Ride Boldly!

Bikes, bicycling, and road safety.

December 14, 2007
by julie
4 Comments

Bicycle Facilities Issues

A lot of people think a solution to bicycle-friendliness is to build more bike paths and bike lanes. A lot of other people, particularly most League Certified Instructors, don’t really agree with this as a solution or a matter of policy. It all gets down to how one wishes to define the concept of ‘sharing the road.’

There are really three ways to approach bicycle facilities. The first is to have fully segregated facilities, where bicycles have their own place that is not part of the road. This is usually achieved via the construction of bicycle paths or sidepaths. The second is to have separated facilities. A separated facility is most often a striped bicycle lane on a roadway, designed to provide a specific pathway to a bicycle versus a motorized vehicle. The last approach is an integrated facility. This would be building wider lanes, traffic circles and roundabouts, and roads using calming engineering strategies to provide for multiple types of road users without drawing boundaries.

If the true goal is to share the road and promote acceptance, integrated facilities have the most to offer. Other facilities maintain a separation between modes of transport, and can in fact promote ongoing ill-feeling between users of said modes.

For instance, bicycle lanes often promote a belief among motorists that bicycles should only be using streets with such striping, and that bicyclists must remain solely within the lines created by the lane striping. This is not only not in line with the rules of the road in many states, but often encourages unsafe bicycle ‘driving’ behavior as many bicyclists shate this belief. Poorly engineered bicycle lanes — and there are many — often place the bicyclist in a position to the right of a right-turning car if they maintain position in the bicycle lane, rather than moving into the ‘vehicular’ lane. In Saint Paul, Minnesota, two examples of this can be seen within a mile moving westbound from the State Capitol to the River along the John Ireland Boulevard/Summit Avenue bicycle lane. At John Ireland and Kellogg Boulevard, facing the cathedral, the bicycle lane brings cyclists to the right of traffic right-turning from John Ireland to Kellogg. At Dale Street and Summit, the lane curves curbward, once again placing cyclists in jeopardy. I have witnessed multiple bicycle-car crashes at both intersections — and been sworn at for moving into a lane-control position in the rightmost through lane in order to maintain visibility and avoid such a fate myself!

**Stored records:**
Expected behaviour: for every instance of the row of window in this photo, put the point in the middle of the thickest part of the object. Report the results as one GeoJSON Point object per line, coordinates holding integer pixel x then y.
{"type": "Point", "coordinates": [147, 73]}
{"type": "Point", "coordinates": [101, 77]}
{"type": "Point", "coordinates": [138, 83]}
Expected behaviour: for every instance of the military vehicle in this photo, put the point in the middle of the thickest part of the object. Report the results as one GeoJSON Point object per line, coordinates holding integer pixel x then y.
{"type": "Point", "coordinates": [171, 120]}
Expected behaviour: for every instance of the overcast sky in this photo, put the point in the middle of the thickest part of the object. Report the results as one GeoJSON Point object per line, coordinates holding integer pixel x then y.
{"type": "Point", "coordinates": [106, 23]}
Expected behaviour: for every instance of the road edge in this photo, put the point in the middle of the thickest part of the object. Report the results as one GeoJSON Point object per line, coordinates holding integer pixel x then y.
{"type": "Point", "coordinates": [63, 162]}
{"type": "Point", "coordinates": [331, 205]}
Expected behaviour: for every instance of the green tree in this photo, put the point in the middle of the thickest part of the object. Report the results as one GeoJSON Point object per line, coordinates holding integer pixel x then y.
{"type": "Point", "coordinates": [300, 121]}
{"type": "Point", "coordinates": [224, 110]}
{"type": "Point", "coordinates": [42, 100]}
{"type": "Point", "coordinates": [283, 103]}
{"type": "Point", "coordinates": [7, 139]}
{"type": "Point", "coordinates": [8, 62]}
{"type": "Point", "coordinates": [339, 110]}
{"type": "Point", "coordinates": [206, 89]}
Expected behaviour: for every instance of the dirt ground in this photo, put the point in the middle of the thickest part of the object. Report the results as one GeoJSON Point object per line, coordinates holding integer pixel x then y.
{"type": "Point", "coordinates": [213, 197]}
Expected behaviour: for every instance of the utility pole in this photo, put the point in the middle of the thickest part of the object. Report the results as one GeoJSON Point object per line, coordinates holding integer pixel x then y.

**Task description:** From the post on bicycle facilities, extract the passage starting at "If the true" and ending at "of said modes.". The items come from a separate source.

**Expected answer:**
If the true goal is to share the road and promote acceptance, integrated facilities have the most to offer. Other facilities maintain a separation between modes of transport, and can in fact promote ongoing ill-feeling between users of said modes.